SELECTED EXTRACT:
▬▬▬▬▬▬
While Apple-branded products take out majority of the top 10 hottest products this Christmas, the Fitbit appears to be the favorite amongst adults. This product continues to take the lead as the number one searched for gift two years in a row.

Following the technology trend, Hatchimals hit the top spot in the toy department, with major retailers seeing these interactive hatching eggs fall off the shelves.

Steve Cox, Dymocks managing director says Harry Potter is a Christmas stocking must have for all book lovers out there.

“It can’t be Christmas without the magic of Harry Potter,” said Mr Cox, “The last few months have seen the release of the Illustrated Harry Potter and the Chamber of Secrets and the original screenplay of Fantastic Beasts and Where to Find Them, so whether you’re an existing fan or new to the wizarding world, they make the perfect addition to any reader's bookshelf,” Mr Cox said.

For those looking to fill the family table for Christmas lunch, Sydney Fish Market is expecting more than 100,000 shoppers to visit the market between Friday December 23 and Saturday December 24 to source their fresh seafood for their Christmas feast.
▬▬▬▬▬▬
INFORMATION GIVEN:
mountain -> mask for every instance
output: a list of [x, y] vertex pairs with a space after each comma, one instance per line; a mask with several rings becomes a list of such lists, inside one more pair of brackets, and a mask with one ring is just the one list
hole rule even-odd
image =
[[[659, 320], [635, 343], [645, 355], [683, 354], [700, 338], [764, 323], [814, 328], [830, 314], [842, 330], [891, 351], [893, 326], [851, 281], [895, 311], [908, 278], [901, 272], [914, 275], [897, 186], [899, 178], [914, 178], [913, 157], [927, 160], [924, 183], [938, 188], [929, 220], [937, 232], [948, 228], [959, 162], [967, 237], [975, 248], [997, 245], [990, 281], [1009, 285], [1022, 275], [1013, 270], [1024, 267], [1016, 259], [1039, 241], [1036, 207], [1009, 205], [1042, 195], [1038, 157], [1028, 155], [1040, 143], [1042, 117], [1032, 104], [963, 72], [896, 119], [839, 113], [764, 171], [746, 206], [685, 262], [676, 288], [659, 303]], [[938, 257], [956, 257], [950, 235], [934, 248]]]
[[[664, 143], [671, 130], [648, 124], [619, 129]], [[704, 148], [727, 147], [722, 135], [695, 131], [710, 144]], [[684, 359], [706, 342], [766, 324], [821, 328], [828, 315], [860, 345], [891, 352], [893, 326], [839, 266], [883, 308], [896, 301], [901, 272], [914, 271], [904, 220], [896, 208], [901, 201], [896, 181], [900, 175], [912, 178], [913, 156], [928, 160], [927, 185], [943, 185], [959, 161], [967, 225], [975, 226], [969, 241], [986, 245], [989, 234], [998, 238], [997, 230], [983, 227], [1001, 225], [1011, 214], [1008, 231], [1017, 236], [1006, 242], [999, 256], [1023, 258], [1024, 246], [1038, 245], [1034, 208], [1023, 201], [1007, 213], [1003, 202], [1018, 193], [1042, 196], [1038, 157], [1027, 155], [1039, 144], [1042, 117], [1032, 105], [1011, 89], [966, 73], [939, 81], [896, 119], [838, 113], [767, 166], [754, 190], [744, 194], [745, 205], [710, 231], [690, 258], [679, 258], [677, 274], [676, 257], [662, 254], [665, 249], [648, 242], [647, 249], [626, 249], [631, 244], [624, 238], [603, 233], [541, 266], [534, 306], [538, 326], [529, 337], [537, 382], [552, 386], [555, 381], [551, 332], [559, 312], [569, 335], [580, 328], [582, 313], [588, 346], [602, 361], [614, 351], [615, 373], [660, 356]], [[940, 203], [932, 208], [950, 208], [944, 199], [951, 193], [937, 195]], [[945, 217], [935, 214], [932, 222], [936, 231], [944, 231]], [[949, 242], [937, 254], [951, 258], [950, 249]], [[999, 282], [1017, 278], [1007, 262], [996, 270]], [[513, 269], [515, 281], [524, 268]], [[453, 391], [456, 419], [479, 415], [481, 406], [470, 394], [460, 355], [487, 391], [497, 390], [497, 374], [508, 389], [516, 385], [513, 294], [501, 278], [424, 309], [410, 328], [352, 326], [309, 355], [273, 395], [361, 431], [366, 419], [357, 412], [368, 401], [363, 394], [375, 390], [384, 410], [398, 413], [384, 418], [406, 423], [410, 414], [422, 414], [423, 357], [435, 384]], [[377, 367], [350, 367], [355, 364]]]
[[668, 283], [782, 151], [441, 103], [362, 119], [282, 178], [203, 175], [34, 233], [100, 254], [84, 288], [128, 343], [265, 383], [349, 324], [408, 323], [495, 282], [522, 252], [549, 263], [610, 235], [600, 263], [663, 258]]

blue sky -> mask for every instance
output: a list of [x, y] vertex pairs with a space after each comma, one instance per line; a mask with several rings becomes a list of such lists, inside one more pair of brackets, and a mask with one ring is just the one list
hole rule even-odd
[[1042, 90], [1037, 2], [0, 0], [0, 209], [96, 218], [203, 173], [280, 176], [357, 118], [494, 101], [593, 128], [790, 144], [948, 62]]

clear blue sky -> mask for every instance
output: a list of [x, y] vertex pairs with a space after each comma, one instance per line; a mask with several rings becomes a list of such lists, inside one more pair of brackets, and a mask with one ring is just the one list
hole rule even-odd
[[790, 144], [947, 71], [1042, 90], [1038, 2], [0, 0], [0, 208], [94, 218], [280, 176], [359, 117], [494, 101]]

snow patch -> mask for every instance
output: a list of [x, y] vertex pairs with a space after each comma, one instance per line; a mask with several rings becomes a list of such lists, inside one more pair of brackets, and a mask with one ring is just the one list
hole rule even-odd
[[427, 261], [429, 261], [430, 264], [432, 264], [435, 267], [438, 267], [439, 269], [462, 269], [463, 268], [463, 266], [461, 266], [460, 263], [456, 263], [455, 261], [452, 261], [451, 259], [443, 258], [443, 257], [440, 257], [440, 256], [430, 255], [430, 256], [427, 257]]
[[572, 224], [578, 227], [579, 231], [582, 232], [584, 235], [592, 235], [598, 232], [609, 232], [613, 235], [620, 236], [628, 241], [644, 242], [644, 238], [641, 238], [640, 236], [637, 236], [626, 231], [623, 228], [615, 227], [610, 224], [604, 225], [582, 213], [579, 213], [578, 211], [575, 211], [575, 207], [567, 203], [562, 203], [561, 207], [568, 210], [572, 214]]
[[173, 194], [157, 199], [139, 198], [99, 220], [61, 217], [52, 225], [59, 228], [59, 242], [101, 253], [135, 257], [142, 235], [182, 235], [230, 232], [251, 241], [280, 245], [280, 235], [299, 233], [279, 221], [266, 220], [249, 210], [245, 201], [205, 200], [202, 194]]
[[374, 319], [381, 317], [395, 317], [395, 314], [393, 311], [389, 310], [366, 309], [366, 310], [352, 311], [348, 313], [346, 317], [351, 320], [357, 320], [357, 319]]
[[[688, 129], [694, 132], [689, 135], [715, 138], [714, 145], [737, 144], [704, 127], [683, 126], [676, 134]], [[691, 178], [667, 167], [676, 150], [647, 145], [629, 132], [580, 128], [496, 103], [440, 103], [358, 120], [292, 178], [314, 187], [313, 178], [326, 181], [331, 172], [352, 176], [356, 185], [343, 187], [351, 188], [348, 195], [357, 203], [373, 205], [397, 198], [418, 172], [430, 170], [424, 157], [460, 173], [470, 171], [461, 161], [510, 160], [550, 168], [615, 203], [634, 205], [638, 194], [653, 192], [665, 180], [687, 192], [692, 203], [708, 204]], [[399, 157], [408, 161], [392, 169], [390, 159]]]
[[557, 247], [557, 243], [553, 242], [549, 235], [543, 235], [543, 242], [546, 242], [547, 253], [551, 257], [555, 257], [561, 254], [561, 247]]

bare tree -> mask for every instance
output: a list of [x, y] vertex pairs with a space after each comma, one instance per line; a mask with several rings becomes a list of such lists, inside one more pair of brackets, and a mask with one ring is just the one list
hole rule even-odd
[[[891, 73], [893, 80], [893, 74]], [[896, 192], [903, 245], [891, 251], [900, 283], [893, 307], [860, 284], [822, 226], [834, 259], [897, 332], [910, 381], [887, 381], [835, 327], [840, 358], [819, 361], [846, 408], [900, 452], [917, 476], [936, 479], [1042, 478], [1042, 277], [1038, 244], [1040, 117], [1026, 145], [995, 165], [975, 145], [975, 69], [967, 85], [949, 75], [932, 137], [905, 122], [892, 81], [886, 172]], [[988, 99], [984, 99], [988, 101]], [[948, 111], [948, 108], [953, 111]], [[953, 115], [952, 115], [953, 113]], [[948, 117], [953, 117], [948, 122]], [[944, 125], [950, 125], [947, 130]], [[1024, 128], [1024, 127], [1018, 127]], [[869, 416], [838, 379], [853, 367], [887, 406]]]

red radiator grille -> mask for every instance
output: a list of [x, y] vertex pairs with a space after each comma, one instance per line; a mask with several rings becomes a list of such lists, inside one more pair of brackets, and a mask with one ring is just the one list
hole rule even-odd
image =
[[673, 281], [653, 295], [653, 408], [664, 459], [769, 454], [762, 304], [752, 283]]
▬▬▬▬▬▬
STATED TASK 1:
For each statement, answer yes or no according to the Christmas shopping piece, and quote the words that decide it.
(a) The Fitbit has been the most searched-for gift for two years running.
(b) Hatchimals took the top spot in the book department.
(c) Sydney Fish Market expects more than 100,000 shoppers between December 23 and December 24.
STATED TASK 2:
Please output as a numbered list the lines of the rows starting at the line that contains "clear blue sky -> mask for every instance" and ending at the line that contains "117], [494, 101]]", with blank lines omitted.
The Christmas shopping piece and the rows have nothing to do with each other.

WORKED SOLUTION 1:
(a) Yes: "the number one searched for gift two years in a row"
(b) No: "Hatchimals hit the top spot in the toy department"
(c) Yes: "more than 100,000 shoppers to visit the market between Friday December 23 and Saturday December 24"

WORKED SOLUTION 2:
1. clear blue sky -> mask for every instance
2. output: a list of [x, y] vertex pairs with a space after each comma, one instance per line; a mask with several rings becomes a list of such lists, inside one more pair of brackets, and a mask with one ring is just the one list
3. hole rule even-odd
4. [[790, 144], [947, 71], [1042, 90], [1038, 2], [0, 0], [0, 208], [94, 218], [280, 176], [359, 117], [494, 101]]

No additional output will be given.